Instructions for the task —
Return all of the records below line for line without any change, but omit the pictures.

Location identification items:
--- start ---
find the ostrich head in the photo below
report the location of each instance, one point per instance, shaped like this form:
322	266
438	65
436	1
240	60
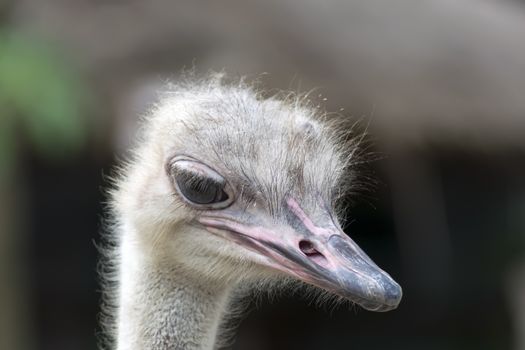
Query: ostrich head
227	187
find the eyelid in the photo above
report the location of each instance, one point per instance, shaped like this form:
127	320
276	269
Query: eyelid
193	168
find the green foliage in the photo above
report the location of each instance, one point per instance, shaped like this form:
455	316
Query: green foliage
41	96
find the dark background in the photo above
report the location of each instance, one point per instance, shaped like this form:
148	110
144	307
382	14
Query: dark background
440	83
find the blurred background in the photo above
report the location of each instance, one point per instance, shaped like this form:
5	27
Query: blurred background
440	82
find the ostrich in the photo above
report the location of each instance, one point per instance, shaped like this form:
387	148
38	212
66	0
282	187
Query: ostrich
225	190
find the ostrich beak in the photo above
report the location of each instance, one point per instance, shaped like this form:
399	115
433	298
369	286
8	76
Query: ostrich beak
320	255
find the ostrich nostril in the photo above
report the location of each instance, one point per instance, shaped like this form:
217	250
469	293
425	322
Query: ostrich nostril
309	250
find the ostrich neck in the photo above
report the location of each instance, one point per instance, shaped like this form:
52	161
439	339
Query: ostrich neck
163	307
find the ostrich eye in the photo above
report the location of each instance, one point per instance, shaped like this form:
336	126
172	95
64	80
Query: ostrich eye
201	190
199	185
--- end ---
Solved exercise —
find the ostrich head in the photo below
report the location of each instance, one point per instance, shaped like this form:
322	266
438	65
436	1
240	60
Query: ostrich head
227	187
find the eyelid in the photo above
report the location of each instance, one point per instance, shaped like this form:
127	320
276	269
Query: eyelid
193	168
find the green foliage in the photo above
report the location of each instance, one point per instance, shaped like this form:
455	316
Query: green foliage
41	96
find the dark background in the photo above
report the location of each instance, one point per instance, shaped like this form:
148	110
144	307
382	14
Query: dark background
440	83
find the blurred background in the photo above
report the location of each instance, one point per instance, shaped like this form:
5	27
Query: blurred background
440	82
find the ostrich in the photo above
report the location of each instance, one point per instance, shaped like this form:
387	148
38	212
66	0
282	187
Query: ostrich
225	190
find the ostrich beak in the photo above
report the location of each instance, one point per instance, shaped like this form:
399	115
433	298
369	286
8	76
Query: ostrich beak
320	255
find the ostrich nostril in the photo above
report the location of each instance, one point per instance, shaped like this form:
217	250
469	293
425	322
Query: ostrich nostril
309	250
find the ostrich neck in the photo above
report the location of each instance, one point per instance, shaped like this form:
52	161
439	339
Query: ostrich neck
163	307
find the ostrich eye in the photo above
report the location of each instance, one point per instance, shaped like this form:
336	126
172	95
64	80
Query: ostrich eye
201	190
199	185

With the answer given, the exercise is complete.